BEGIN Given entries

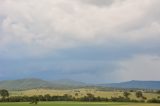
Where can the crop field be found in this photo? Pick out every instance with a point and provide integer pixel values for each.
(76, 104)
(81, 93)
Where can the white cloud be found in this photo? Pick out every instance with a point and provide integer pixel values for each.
(44, 25)
(142, 67)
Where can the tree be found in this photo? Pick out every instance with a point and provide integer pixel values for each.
(158, 91)
(139, 94)
(34, 100)
(4, 93)
(126, 94)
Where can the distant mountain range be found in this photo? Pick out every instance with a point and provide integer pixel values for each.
(24, 84)
(32, 83)
(135, 84)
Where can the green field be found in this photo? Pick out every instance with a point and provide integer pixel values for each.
(76, 104)
(81, 93)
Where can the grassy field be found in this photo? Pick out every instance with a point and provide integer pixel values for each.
(81, 93)
(76, 104)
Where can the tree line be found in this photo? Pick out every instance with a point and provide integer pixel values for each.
(88, 98)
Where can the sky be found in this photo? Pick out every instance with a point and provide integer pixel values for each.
(93, 41)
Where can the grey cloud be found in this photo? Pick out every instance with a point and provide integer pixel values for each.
(99, 2)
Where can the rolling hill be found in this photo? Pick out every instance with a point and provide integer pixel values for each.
(24, 84)
(32, 83)
(135, 84)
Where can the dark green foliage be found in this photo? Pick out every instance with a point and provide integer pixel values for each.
(126, 94)
(154, 100)
(4, 93)
(139, 94)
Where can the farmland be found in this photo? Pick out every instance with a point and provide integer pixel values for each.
(77, 104)
(81, 93)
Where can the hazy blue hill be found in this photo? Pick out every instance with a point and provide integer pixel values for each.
(135, 84)
(24, 84)
(32, 83)
(38, 83)
(68, 82)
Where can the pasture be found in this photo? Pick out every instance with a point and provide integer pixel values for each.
(77, 104)
(81, 93)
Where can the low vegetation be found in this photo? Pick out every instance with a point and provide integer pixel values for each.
(89, 97)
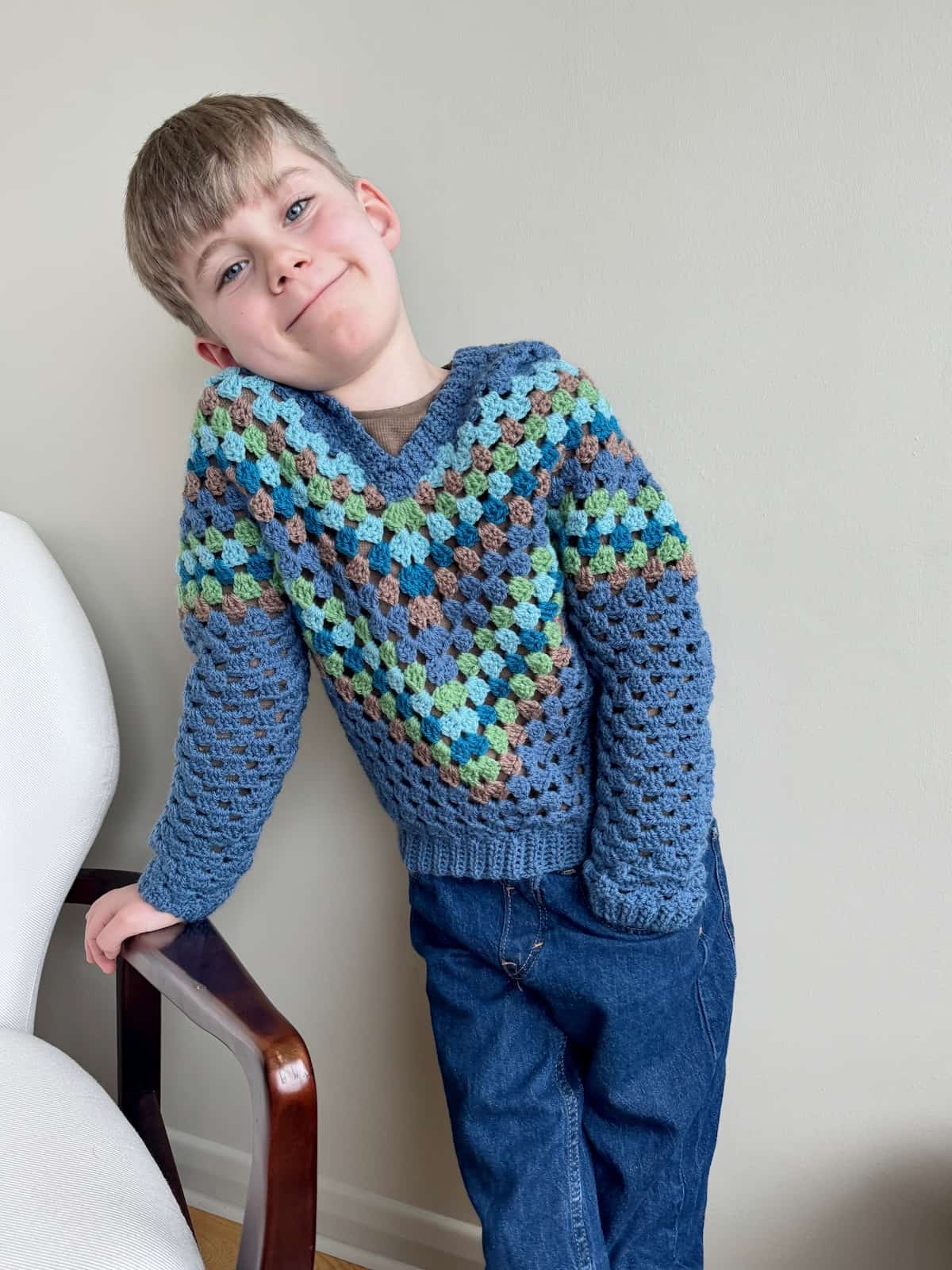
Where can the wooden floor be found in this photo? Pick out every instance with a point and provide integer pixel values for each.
(219, 1240)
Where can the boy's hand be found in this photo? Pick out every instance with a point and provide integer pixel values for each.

END Given entries

-- Your goal --
Starting at the first entry above and ending at the last, write everything out exactly except the pictures.

-- Answer box --
Where can the crop field be found in this photo? Pick out every instance with a point and provide integer pixel values for each.
(76, 104)
(81, 93)
Where can the white cloud be found in this photo? Pick out every instance with a point and provide integer pixel values for each.
(44, 25)
(142, 67)
Where can the tree be found in this photo? Pick out every instance with a point and provide integer pixel values for each.
(158, 91)
(139, 94)
(34, 100)
(4, 93)
(126, 94)
Where can the distant mountain range be found in this photo? Pick out every instance with a point and provide integer pixel values for each.
(24, 84)
(32, 83)
(135, 84)
Where can the green field be found in this photo? Pick out every instance with a point and provide integer pixel values for each.
(76, 104)
(81, 93)
Where can the grassy field be found in this photo? Pick out every instance with a point and provide integer pixel values for each.
(81, 93)
(76, 104)
Where can the tree line be found in this photo? Pick out every instance with a point and provide integer pixel values for each.
(88, 98)
Where can the sky be found in this photo? Pick out every instance with a point and provide integer pixel values for each.
(93, 41)
Where can the grey cloud be found in this photo? Pick out every instance with a point and provide integer pixel values for each.
(99, 2)
Where can the rolling hill be found in this photo? Pick out every instance with a point and provide integer pixel values for each.
(24, 84)
(32, 83)
(135, 84)
Where can the dark green foliage be found in this photo? Pick out every instance with a point and provide integer pixel values for each.
(126, 94)
(154, 100)
(4, 93)
(139, 94)
Where can the farmland be found in this photo? Pick out every instance with a point and provide integer pixel values for each.
(77, 104)
(81, 93)
Where can the hazy blue hill be found in this photo? Pick out every instance with a point and provide integer pixel values for each.
(135, 84)
(24, 84)
(32, 83)
(38, 83)
(68, 82)
Where can the pasture be found in this photo? Pick out every instance with a point and provide integer pixel values for each.
(77, 104)
(81, 93)
Where can the low vegetation be found in this photo? Pick out every instance with a point and provide integer pixel values for each.
(89, 97)
Where can the wooden floor be found in this photo? Pick out every instance with a point and provide integer pixel values for each.
(219, 1240)
Where can the boy's hand be found in this photo? Pick out every instance with a point and provide integer pixel values for each.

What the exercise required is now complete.